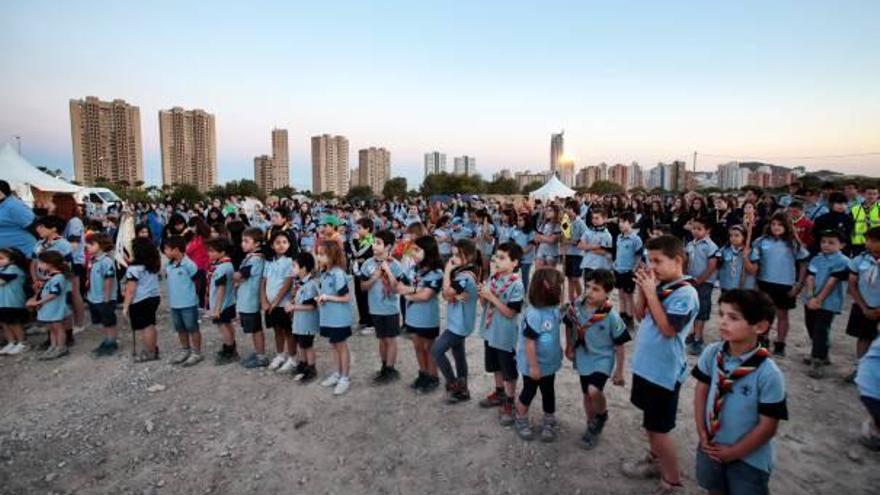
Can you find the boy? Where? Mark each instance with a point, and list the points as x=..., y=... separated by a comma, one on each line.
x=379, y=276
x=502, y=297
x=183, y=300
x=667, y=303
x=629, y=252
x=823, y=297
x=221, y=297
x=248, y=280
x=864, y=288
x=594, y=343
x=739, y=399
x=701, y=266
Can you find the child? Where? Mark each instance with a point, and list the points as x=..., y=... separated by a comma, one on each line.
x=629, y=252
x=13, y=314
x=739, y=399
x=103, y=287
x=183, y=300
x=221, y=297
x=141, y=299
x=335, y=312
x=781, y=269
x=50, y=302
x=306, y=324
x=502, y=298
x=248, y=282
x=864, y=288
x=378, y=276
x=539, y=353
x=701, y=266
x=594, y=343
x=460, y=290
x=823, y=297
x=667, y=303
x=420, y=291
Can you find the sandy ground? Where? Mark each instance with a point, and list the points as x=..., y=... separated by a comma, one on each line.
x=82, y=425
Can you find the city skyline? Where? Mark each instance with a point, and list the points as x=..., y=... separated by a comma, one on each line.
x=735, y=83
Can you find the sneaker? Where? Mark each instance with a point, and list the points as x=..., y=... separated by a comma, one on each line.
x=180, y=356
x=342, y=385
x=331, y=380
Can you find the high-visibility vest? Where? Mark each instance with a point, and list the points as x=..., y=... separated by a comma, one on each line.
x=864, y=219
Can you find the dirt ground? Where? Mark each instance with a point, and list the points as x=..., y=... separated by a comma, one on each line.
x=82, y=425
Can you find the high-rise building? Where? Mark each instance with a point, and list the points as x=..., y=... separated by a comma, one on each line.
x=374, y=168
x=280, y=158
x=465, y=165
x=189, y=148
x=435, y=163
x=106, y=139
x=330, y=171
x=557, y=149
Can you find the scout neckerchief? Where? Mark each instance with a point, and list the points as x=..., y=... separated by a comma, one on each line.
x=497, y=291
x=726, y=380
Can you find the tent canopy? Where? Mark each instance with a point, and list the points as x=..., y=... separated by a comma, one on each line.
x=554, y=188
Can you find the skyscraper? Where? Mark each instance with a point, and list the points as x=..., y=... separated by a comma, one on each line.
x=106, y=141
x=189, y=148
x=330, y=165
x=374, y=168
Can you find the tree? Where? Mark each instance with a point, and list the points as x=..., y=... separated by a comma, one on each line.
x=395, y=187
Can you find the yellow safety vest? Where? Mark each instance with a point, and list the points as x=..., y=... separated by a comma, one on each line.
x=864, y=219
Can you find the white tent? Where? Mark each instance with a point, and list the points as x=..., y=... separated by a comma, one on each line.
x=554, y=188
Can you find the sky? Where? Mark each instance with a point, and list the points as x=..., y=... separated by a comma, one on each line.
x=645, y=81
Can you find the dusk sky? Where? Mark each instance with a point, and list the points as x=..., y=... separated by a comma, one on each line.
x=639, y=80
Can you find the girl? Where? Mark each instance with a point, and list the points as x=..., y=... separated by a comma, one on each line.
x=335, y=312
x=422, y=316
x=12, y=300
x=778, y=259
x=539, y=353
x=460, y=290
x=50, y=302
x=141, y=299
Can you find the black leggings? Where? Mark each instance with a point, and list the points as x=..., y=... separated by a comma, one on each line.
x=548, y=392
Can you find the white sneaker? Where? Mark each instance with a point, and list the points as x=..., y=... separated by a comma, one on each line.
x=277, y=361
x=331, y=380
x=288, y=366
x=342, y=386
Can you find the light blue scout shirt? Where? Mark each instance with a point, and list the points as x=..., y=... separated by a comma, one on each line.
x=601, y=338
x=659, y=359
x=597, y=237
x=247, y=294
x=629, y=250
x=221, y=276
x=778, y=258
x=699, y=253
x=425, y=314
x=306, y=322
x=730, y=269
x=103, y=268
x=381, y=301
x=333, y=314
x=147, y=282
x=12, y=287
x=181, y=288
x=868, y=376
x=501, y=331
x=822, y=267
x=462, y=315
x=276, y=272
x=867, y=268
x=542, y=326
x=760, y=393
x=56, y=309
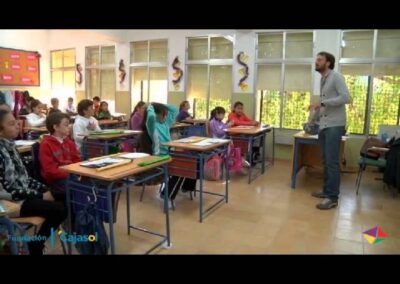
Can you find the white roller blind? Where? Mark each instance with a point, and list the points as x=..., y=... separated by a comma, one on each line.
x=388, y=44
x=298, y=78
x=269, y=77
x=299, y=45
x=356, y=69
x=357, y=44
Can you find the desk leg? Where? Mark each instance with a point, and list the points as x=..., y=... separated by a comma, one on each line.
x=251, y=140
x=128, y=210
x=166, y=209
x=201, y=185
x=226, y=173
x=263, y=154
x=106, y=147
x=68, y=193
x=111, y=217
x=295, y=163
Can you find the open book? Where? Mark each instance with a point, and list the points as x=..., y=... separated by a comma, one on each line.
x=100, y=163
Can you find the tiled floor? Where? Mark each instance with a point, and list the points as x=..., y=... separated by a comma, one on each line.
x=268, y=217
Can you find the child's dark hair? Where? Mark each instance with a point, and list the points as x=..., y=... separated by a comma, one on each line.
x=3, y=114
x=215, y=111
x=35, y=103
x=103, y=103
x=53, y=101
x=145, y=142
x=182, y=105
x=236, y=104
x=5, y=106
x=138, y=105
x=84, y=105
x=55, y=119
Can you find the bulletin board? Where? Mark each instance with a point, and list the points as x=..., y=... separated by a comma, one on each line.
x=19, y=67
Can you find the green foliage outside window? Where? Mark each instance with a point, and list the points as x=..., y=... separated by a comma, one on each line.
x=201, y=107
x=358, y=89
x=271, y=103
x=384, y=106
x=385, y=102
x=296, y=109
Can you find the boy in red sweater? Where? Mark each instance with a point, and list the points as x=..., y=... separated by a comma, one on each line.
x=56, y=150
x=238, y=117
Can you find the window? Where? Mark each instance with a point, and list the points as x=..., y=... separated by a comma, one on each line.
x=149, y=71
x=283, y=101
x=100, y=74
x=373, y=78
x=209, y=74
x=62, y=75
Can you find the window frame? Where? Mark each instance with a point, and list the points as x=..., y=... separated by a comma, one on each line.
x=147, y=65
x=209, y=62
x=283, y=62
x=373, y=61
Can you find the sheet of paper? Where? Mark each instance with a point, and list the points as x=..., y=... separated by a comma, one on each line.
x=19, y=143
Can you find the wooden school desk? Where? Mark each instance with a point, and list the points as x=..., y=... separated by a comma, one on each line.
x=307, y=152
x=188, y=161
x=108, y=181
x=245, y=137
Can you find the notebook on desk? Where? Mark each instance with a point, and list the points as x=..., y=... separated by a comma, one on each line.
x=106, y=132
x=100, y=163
------
### Set problem
Update all of the rows above by replacing "Mark each instance with a point" with "Place a point on every instance" and leaving everything else unchanged. Omit the pictures from your answer.

### Exercise result
Can you find the boy? Where? Place a point on every instance, and list the points as x=..., y=... separated by a comma, one on each line.
x=379, y=276
x=502, y=297
x=183, y=300
x=667, y=303
x=629, y=252
x=823, y=297
x=221, y=297
x=248, y=280
x=864, y=288
x=594, y=343
x=739, y=399
x=701, y=266
Can you find the child? Where? Place a point on every instance, and list the points as x=..., y=... separated by a comma, one on each line.
x=629, y=252
x=13, y=314
x=739, y=399
x=103, y=287
x=183, y=300
x=221, y=297
x=141, y=299
x=335, y=312
x=781, y=269
x=50, y=302
x=306, y=324
x=502, y=298
x=248, y=282
x=864, y=288
x=378, y=276
x=539, y=353
x=701, y=266
x=594, y=343
x=460, y=290
x=823, y=297
x=667, y=303
x=420, y=291
Can you find the sandy ground? Where? Place a point on every instance, and list the points as x=..., y=... separated by a comma, one on each line.
x=82, y=425
Can you find the city skyline? Where? Place a point on every instance, and list the points as x=..., y=... separated by a comma, one on each line.
x=735, y=83
Can you find the sneaker? Where? Place a point on every instance, and list the points as x=..., y=... separated by a comma, one on each line.
x=180, y=356
x=342, y=385
x=331, y=380
Can you find the high-visibility vest? Where? Place a point on every instance, and list the points as x=..., y=... separated by a comma, one on each line.
x=864, y=219
Can you find the dirt ground? Where? Place a point on every instance, and list the points as x=..., y=... separated by a comma, one on each line.
x=82, y=425
Can you find the high-rise building? Where? Place a point on every instance, and list the points as x=..., y=... separated by a comma, one on each line.
x=374, y=168
x=280, y=158
x=465, y=165
x=189, y=148
x=435, y=163
x=106, y=139
x=330, y=171
x=557, y=149
Can you find the scout neckerchief? Where? Place a point on every instance, and list the points as x=..., y=... separated by a comma, one on each line.
x=497, y=291
x=726, y=380
Can you find the tent canopy? Where? Place a point on every instance, and list the points as x=..., y=... separated by a comma, one on each line.
x=554, y=188
Can you find the skyscraper? Where? Place a point on every instance, and list the points as x=..., y=... separated by a comma, one on each line.
x=106, y=141
x=189, y=148
x=330, y=165
x=374, y=168
Can you find the tree? Where? Place a point on every instance, and list the points as x=..., y=... separated by a comma, one on each line.
x=395, y=187
Can you find the yellow safety vest? Where? Place a point on every instance, and list the points as x=..., y=... separated by a comma, one on each line.
x=864, y=219
Can you find the white tent? Where? Place a point on every instance, and list the points as x=..., y=... separated by a comma, one on each line.
x=554, y=188
Can you find the sky? Where? Place a point on every instance, and list the points as x=..., y=... separated by a comma, one on each line.
x=645, y=81
Can you find the dusk sky? Where? Place a point on every instance, and list the points as x=..., y=... separated by a comma, one on each line.
x=639, y=80
Can you find the girl? Where? Place a point on every instance, and list the points as x=..., y=... separated by a comma, one on each line.
x=335, y=312
x=422, y=316
x=12, y=300
x=778, y=259
x=539, y=353
x=460, y=290
x=50, y=302
x=141, y=299
Can you find the black leggings? Where? Place a point on every instance, and list the points as x=..., y=... separated by a comma, one on each line.
x=548, y=392
Can you find the white sneaker? Where? Place a point on every instance, and list the points as x=..., y=... separated by a comma, one on each line.
x=277, y=361
x=331, y=380
x=288, y=366
x=342, y=386
Can you find the light blue scout shirt? Where? Place a point on every instance, and list the points as x=..., y=... separated by a comma, one on each line.
x=601, y=338
x=659, y=359
x=597, y=237
x=247, y=294
x=629, y=250
x=221, y=276
x=778, y=258
x=699, y=253
x=425, y=314
x=306, y=322
x=730, y=269
x=103, y=268
x=381, y=301
x=333, y=314
x=147, y=282
x=12, y=287
x=181, y=288
x=868, y=376
x=501, y=331
x=822, y=267
x=462, y=315
x=276, y=272
x=867, y=268
x=542, y=326
x=760, y=393
x=56, y=309
Can you find the white roller blind? Where? Place a point on every instance, and list the points as x=..., y=... separated by a comma, one on each line.
x=388, y=44
x=298, y=78
x=269, y=77
x=299, y=45
x=356, y=69
x=357, y=44
Can you find the desk leg? Where? Place a point on every instance, and list the points as x=..., y=... separated by a comma, one on each line.
x=251, y=140
x=128, y=210
x=166, y=209
x=201, y=185
x=226, y=173
x=263, y=154
x=106, y=147
x=68, y=193
x=111, y=217
x=295, y=163
Can you find the open book? Where? Place a point on every instance, and list the points as x=..., y=... separated by a comma, one on each line.
x=100, y=163
Can you find the tiled floor? Where? Place a point on every instance, and list the points as x=..., y=... separated by a comma, one on each line.
x=268, y=217
Can you find the child's dark hair? Where? Place a point on every instance, and list the points as x=..., y=... separated by a comma, one on each line.
x=3, y=114
x=215, y=111
x=35, y=103
x=103, y=103
x=53, y=101
x=145, y=142
x=182, y=105
x=236, y=104
x=5, y=106
x=138, y=105
x=84, y=105
x=55, y=119
Can you find the bulletin board? Where? Place a point on every instance, and list the points as x=..., y=... separated by a comma, one on each line.
x=19, y=67
Can you find the green foliage outside window? Where? Place a point on every instance, and list the points as x=..., y=... separated by a comma, one on each line.
x=201, y=107
x=358, y=89
x=271, y=103
x=384, y=106
x=385, y=102
x=296, y=109
Can you find the boy in red sweater? Where? Place a point on every instance, and list the points as x=..., y=... separated by a comma, one on each line.
x=56, y=150
x=238, y=117
Can you find the window? Where? Place a point on every instance, and list the points as x=..., y=... separated by a comma, one on each line.
x=149, y=71
x=283, y=101
x=100, y=74
x=373, y=78
x=209, y=74
x=62, y=75
Can you find the window frame? Where? Place a point on every instance, and list the points as x=..., y=... separated by a comma, one on each line.
x=147, y=65
x=209, y=62
x=283, y=62
x=373, y=61
Can you find the sheet of paper? Where? Place a point on every instance, and list the points as x=..., y=... separated by a comma, one on each line.
x=19, y=143
Can you find the wooden school desk? Where? Place a point on every instance, and list the points as x=..., y=... separated by a comma, one on each line.
x=307, y=152
x=188, y=161
x=108, y=181
x=245, y=137
Can you find the notebook on desk? Where? Place a point on every instance, and list the points as x=..., y=... separated by a comma, one on each line.
x=106, y=132
x=100, y=163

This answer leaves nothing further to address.